# AIM OF THE EXERCISE
Show every line of the records below that contains the string "each". Matching is case-sensitive.

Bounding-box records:
● ● ● ● ●

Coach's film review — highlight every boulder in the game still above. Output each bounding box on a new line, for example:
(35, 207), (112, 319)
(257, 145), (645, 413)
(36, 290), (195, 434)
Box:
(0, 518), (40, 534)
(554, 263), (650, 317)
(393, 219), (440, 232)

● ● ● ● ●

# SOLVED PROBLEM
Coach's film review — highlight every boulder in the game still above. Output each bounding box on a new line, for example:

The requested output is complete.